[WHAT THE TASK ASKS] Can you rewrite the lines from the one containing "Expected: one point per instance of the open" through the end of the records, with "laptop screen" changed to "notebook display" and nothing else altered?

Point labeling examples
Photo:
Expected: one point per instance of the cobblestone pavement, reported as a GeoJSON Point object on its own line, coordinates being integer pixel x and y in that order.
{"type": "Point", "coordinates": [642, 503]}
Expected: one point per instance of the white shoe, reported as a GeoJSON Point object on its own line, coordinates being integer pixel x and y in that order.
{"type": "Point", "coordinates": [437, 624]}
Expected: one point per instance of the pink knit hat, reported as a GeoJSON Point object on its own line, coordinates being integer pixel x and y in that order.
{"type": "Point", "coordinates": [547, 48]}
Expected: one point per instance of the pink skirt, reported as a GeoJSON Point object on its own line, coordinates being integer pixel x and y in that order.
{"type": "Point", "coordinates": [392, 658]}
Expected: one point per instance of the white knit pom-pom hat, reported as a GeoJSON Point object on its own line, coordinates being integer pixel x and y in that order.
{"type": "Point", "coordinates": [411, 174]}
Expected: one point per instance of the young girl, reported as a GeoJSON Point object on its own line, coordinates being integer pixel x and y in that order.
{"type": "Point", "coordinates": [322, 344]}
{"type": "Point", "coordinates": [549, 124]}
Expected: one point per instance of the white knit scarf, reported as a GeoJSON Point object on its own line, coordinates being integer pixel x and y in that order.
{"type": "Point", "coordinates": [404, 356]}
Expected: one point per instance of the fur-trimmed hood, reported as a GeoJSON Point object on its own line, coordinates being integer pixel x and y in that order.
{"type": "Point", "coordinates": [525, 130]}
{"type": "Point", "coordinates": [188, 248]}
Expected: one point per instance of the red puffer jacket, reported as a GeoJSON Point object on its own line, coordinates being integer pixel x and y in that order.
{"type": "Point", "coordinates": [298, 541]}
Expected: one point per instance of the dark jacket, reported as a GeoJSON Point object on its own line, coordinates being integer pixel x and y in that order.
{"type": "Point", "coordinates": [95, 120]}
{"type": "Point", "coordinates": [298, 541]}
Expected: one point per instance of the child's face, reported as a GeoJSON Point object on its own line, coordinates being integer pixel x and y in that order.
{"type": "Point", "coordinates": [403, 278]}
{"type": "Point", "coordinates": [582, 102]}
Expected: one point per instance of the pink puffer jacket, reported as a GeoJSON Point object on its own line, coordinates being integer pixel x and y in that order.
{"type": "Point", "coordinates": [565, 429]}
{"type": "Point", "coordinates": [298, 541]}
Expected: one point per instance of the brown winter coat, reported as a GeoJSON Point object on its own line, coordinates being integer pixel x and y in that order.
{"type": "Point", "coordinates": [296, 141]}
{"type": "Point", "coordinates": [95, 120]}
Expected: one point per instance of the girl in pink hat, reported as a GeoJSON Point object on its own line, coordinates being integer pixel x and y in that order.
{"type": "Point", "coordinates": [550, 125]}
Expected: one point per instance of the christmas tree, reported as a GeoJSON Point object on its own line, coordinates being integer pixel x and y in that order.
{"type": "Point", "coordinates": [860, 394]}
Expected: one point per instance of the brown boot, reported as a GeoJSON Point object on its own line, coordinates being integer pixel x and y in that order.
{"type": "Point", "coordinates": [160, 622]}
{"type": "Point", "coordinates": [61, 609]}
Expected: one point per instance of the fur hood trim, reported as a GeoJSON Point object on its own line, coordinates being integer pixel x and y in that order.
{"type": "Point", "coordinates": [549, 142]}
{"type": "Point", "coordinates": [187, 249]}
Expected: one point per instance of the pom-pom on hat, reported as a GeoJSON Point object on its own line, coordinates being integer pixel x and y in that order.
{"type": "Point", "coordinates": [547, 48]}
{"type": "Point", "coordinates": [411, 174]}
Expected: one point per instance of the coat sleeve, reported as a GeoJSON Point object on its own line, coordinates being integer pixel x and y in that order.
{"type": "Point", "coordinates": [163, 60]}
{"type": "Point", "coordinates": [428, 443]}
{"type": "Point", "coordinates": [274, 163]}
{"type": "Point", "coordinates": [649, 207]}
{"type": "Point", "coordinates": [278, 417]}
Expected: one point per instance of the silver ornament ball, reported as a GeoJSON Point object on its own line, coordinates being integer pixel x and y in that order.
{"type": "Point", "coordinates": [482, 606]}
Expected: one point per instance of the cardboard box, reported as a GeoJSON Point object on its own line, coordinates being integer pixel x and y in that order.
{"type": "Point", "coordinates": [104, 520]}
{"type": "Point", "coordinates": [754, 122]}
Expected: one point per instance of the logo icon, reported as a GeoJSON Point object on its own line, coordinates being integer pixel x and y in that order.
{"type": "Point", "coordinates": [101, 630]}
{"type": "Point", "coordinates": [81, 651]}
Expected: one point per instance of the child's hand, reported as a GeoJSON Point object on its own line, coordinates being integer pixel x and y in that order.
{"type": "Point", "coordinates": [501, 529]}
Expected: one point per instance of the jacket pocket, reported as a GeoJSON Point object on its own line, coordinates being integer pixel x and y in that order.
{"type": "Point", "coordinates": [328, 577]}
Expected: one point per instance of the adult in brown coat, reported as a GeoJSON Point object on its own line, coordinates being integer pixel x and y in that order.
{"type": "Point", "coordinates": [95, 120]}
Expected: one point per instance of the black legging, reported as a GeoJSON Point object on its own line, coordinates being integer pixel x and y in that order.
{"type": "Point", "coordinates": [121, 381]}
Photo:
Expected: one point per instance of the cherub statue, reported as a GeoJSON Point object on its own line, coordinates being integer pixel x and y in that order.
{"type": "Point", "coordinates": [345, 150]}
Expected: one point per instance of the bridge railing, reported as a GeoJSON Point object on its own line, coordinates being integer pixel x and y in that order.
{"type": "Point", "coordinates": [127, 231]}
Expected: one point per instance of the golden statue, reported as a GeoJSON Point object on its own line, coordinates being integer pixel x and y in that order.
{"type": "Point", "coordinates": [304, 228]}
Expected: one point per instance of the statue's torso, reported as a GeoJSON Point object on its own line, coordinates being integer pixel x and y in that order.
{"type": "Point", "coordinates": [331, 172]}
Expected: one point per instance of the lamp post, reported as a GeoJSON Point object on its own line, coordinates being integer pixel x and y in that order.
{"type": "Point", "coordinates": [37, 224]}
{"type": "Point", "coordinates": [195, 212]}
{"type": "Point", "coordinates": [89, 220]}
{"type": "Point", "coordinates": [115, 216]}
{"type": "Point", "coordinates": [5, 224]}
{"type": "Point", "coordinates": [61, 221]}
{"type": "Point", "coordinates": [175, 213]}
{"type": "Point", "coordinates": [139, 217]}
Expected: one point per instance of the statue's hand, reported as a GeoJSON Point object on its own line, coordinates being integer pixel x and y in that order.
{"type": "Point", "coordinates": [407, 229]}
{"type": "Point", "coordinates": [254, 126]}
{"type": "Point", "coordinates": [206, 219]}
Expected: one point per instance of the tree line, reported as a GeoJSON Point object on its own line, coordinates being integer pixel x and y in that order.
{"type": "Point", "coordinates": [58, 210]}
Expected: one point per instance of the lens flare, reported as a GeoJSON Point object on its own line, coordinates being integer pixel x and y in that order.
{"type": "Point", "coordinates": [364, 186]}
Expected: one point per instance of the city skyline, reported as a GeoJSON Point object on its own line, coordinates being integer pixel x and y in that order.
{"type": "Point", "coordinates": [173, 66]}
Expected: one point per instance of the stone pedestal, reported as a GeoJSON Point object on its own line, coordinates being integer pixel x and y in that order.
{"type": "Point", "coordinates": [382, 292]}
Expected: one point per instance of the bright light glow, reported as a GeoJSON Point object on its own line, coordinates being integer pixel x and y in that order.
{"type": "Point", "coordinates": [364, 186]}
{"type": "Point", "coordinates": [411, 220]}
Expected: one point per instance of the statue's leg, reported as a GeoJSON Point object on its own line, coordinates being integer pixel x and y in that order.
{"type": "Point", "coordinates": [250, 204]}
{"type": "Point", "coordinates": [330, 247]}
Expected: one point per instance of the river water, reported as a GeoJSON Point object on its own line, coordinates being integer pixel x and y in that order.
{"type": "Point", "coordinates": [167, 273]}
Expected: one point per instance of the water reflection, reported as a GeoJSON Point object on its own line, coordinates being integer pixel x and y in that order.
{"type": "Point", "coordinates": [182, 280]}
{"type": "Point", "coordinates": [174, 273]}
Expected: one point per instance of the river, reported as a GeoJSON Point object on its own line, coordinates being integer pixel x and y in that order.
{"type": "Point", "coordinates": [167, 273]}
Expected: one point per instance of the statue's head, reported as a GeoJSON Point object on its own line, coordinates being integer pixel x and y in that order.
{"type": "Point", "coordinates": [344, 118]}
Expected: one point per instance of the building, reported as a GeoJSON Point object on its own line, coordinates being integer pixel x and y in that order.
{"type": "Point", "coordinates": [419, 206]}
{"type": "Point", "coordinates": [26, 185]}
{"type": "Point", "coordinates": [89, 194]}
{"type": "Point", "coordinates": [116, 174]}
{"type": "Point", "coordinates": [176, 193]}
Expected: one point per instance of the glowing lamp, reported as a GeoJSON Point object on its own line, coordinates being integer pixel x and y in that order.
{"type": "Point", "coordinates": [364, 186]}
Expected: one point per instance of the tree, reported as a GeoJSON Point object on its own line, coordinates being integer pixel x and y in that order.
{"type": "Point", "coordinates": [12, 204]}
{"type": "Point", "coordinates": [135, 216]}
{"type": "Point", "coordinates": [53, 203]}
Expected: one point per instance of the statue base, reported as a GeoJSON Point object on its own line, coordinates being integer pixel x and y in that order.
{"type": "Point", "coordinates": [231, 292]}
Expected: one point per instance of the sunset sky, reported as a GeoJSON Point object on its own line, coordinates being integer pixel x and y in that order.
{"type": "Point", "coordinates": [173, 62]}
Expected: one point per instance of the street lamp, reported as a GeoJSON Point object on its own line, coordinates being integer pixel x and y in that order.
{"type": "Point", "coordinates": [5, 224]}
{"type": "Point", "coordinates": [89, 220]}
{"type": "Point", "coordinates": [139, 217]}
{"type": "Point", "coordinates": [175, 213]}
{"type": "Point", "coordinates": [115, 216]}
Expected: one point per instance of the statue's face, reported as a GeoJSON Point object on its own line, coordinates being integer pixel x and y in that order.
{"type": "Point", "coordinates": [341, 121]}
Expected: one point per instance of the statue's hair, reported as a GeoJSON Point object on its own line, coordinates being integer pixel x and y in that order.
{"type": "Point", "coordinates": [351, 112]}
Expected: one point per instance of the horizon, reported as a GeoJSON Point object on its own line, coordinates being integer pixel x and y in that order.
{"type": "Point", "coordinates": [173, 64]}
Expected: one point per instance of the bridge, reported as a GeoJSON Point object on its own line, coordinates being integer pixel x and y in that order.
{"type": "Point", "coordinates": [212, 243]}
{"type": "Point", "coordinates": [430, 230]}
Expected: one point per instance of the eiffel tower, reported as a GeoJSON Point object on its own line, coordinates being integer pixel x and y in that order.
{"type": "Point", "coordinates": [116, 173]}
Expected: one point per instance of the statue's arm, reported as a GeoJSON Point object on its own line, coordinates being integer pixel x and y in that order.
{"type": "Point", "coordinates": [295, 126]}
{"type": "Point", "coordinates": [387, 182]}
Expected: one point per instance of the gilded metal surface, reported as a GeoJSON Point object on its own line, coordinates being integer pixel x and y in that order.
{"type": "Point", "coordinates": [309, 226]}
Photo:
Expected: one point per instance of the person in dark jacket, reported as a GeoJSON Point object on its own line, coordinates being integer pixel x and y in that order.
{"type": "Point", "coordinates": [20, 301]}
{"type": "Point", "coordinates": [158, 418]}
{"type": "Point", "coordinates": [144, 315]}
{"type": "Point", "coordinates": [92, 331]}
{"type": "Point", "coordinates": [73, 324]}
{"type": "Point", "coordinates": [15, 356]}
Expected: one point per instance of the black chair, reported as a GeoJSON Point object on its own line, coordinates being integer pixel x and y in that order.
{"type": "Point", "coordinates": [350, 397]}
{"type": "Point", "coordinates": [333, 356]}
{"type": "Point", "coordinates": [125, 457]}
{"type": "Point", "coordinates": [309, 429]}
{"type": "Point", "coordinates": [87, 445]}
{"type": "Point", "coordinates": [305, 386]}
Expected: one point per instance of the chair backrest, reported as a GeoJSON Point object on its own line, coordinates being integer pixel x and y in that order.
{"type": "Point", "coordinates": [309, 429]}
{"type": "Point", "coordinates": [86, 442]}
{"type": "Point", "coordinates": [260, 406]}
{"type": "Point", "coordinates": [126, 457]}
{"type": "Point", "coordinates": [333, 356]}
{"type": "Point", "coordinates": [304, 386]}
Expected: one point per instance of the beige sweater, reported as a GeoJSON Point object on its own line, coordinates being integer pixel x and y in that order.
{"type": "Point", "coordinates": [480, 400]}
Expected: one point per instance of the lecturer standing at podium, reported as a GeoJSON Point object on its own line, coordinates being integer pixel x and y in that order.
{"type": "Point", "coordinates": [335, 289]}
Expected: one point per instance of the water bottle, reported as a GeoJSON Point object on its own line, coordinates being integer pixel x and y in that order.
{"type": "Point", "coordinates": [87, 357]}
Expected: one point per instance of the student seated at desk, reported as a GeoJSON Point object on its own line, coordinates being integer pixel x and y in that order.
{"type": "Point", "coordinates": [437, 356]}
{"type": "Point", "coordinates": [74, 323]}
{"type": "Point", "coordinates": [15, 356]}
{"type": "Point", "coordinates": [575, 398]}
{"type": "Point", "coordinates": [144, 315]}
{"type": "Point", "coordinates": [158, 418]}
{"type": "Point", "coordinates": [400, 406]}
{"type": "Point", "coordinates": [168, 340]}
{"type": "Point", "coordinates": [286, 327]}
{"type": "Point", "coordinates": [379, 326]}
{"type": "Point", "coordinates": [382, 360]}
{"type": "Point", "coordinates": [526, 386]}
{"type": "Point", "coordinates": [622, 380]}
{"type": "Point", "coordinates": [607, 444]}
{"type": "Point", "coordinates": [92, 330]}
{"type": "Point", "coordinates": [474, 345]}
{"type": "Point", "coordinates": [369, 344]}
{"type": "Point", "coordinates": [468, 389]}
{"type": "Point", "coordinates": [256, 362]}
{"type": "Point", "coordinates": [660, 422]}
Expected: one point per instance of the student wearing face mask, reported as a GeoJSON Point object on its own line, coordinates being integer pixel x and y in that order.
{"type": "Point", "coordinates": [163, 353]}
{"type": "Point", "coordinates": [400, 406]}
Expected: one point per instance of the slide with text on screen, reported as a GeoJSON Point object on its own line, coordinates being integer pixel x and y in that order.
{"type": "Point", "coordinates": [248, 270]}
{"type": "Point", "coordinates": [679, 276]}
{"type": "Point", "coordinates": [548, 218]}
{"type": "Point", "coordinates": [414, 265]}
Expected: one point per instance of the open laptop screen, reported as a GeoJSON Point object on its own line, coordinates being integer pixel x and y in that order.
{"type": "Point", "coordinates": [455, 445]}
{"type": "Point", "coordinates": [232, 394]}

[SOLUTION TO THIS EXERCISE]
Expected: one point per instance of the open notebook display, reported as a GeoJSON Point object on its own line, coordinates being integer pixel x and y in that order.
{"type": "Point", "coordinates": [455, 445]}
{"type": "Point", "coordinates": [232, 394]}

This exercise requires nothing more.